## GOAL OF THE EXERCISE
What follows is a set of records; restate each one word for word and drop the pictures.

## DATASET EXTRACT
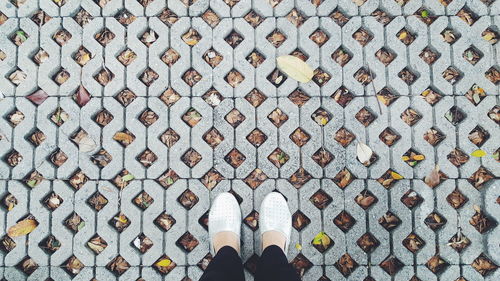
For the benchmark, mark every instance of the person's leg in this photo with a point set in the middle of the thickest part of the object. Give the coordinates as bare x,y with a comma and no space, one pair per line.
275,227
225,266
274,266
224,227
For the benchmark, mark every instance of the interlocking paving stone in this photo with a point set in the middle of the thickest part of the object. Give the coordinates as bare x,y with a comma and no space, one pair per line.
186,102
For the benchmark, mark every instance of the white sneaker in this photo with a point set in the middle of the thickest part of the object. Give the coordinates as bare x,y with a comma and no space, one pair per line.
224,215
275,216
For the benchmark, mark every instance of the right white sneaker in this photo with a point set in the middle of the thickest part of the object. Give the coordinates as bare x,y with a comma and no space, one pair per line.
224,215
275,216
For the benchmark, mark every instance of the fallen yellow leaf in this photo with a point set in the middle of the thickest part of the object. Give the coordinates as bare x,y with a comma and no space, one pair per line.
396,176
488,36
295,68
22,228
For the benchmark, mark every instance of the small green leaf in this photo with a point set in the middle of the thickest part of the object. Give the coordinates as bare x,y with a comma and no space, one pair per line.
81,225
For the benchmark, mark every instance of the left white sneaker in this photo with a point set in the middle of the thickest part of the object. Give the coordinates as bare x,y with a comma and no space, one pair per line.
275,216
224,215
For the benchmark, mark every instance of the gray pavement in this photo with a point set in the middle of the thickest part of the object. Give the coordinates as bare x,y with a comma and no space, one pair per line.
121,120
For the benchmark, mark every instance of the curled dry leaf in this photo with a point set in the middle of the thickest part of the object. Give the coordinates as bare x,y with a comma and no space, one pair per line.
38,97
23,227
295,68
364,152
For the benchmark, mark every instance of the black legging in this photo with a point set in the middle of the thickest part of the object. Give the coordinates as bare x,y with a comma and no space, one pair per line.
272,266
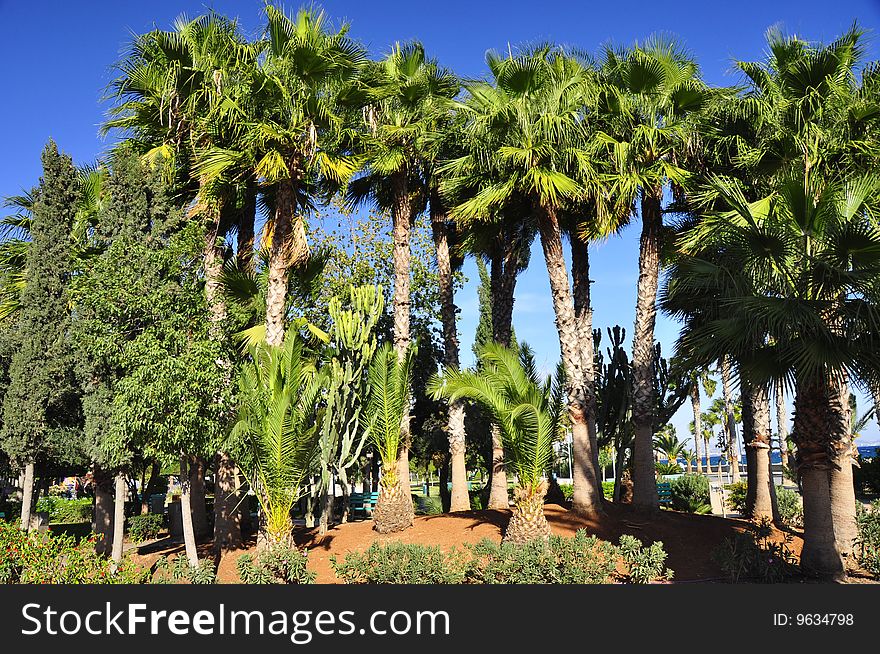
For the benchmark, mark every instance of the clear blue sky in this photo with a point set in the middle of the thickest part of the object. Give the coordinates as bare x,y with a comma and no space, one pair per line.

## EXERCISE ANSWER
For the benchmark, mark every instance of the person's leg in this photo with a point set in the middle of the thickest part of the object. Give the coordinates as bare x,y with a comma and no space, one pair per line.
275,227
225,266
274,266
224,227
For the benchmark, mark every instance of the interlocking paving stone in this photo with a point set in the middle of the thickest part of the object. Give the coordinates as bare x,y with a comma and no space, one pair per line.
186,102
For the benchmark, mark every instance of the white sneaker in this photo with a point set in the middle of the thickest part of the object. Give the coordinates as bare x,y with a comma and no space, one pair per line.
224,215
275,216
For the benchmark, mark every instance of the right white sneaker in this photo with a point set in the middle of the thickest part of the object. Give the coordinates as bare x,y with a comma and no space, one pair per line.
224,215
275,216
For the benchmark, mark every instance of the fallen yellow leaf in this photo with a point set in the middle of the thickest part of the object. Give the coordinates as bare x,y with a comma and no space, one pair per line.
396,176
488,36
295,68
22,228
For the benchmark, mark every instance of the small green leaf in this photo with a point set in the middle of the thickest part of the object. Give the coordinates as bare x,y with a comma and no space, one pair per line.
81,225
For the benchmark, mark every instance of the left white sneaker in this photo with a point set in the middle of the thickest part of the object. Give the coordinates as bare x,y with a comma and no space, one pair per line.
275,216
224,215
For the benchmark, mark every instance of the gray pavement in this photo with a point set in the middle of the thickest part of the object. Give the coordinates as bare x,y with a comma and no space, one pair per line.
121,120
For the benchmark, mark every instance of the curled dry leaf in this photo with a point set in the middle of the thickest part of the object. Give the coordinates as bare x,y with a comma and no space, one pair per line.
38,97
23,227
295,68
364,152
For the benchmark, mark every instance of the black legging in this photo with a point set in the middle of the thickest part of the object. Give the coordinates as bare x,y with a comma and no space, one pair per line.
272,266
For the benchmark, mark every instance of the clear blue sky in this photo with a point set in the middle of the thickest part of the object. Give the coordinates as bare x,y with a comma and no space, one pair per line.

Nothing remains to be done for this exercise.